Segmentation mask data
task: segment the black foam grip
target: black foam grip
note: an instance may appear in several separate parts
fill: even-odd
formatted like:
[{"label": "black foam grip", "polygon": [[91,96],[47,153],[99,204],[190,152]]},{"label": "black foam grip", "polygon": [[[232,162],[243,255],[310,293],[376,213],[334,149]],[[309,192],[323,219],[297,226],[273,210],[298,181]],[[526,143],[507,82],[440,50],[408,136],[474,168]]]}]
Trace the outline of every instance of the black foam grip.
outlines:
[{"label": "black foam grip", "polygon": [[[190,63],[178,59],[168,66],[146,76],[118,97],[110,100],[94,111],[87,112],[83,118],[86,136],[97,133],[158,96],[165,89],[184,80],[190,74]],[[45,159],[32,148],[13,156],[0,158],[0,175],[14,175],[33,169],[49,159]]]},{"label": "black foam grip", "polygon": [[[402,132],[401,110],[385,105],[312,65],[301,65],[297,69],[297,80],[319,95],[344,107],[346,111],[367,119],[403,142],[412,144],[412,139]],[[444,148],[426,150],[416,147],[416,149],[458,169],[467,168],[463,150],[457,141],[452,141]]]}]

WHAT TO WORK ON >> All the data above must be copied again. Leave nothing out.

OUTPUT FOR THIS TASK >>
task: segment the black foam grip
target: black foam grip
note: an instance may appear in several separate parts
fill: even-odd
formatted like:
[{"label": "black foam grip", "polygon": [[91,96],[47,153],[99,204],[190,152]]},{"label": "black foam grip", "polygon": [[[232,162],[243,255],[310,293],[376,213],[334,149]],[[309,192],[323,219],[297,226],[273,210],[298,181]],[[526,143],[507,82],[440,50],[408,136],[474,168]]]}]
Trace the outline of every instance of the black foam grip.
outlines:
[{"label": "black foam grip", "polygon": [[[190,63],[178,59],[168,66],[146,76],[118,97],[110,100],[94,111],[87,112],[83,118],[86,136],[97,133],[158,96],[165,89],[184,80],[190,74]],[[45,159],[32,148],[13,156],[0,158],[0,175],[14,175],[33,169],[49,159]]]},{"label": "black foam grip", "polygon": [[[402,132],[401,110],[385,105],[312,65],[301,65],[297,69],[297,80],[319,95],[344,107],[346,111],[367,119],[403,142],[412,144],[412,139]],[[444,148],[426,150],[416,147],[416,149],[458,169],[467,168],[463,150],[457,141],[452,141]]]}]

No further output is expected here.